▸ Exercise
From the first line of the data down to the line bearing "target: man's hand", output every line exactly and include no pictures.

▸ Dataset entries

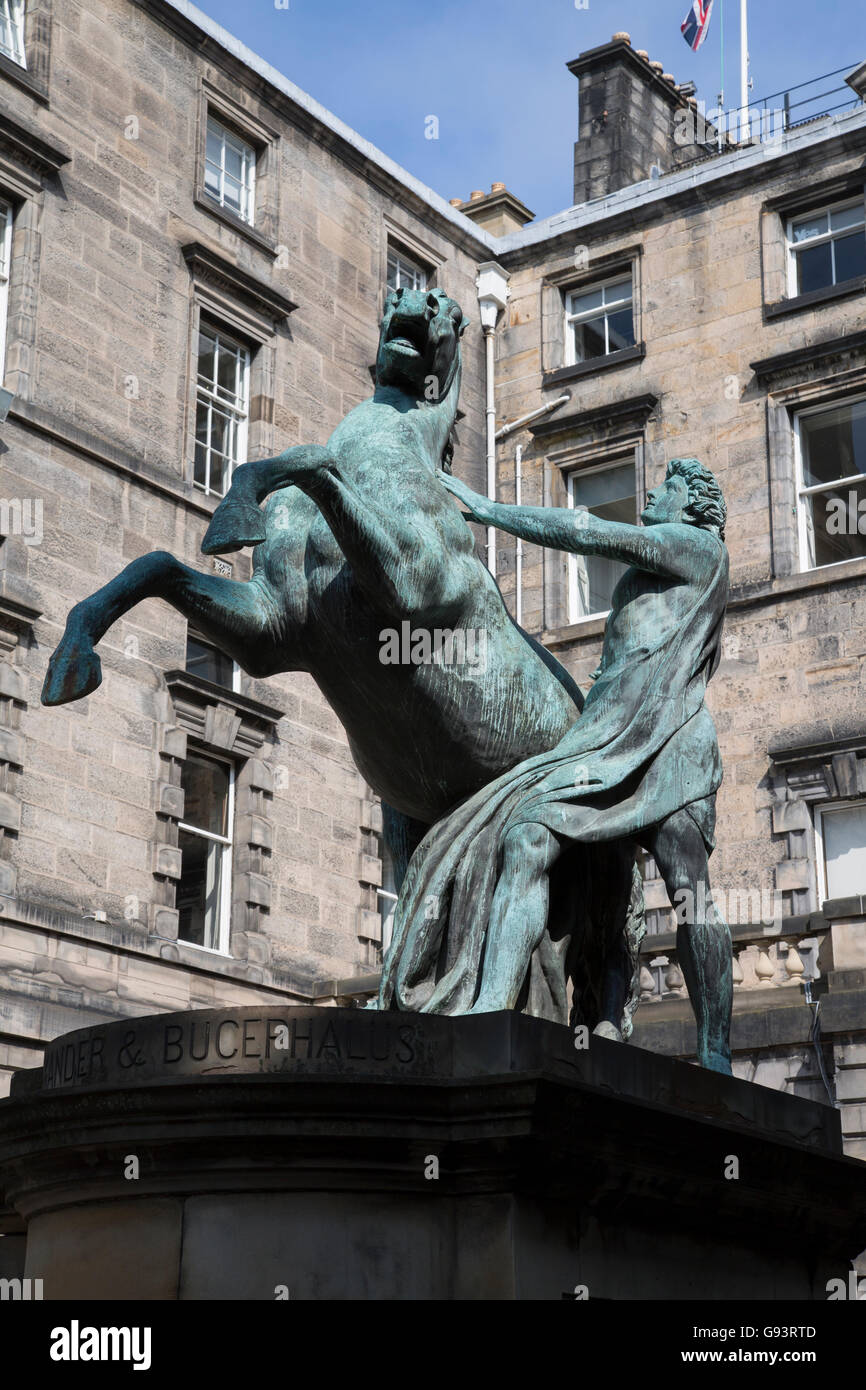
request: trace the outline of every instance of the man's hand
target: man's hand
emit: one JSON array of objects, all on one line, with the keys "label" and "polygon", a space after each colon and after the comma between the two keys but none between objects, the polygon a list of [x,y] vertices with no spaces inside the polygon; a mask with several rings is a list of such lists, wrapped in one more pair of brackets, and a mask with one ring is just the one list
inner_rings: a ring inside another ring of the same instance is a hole
[{"label": "man's hand", "polygon": [[470,521],[480,521],[482,525],[485,526],[492,524],[489,498],[482,497],[478,492],[473,492],[471,487],[467,487],[465,483],[461,483],[460,479],[455,478],[452,474],[443,473],[441,468],[439,470],[439,481],[442,483],[443,487],[448,489],[453,497],[457,498],[458,502],[462,502],[463,506],[466,508]]}]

▸ Result for this task
request: trace the outline of every instance of the man's hand
target: man's hand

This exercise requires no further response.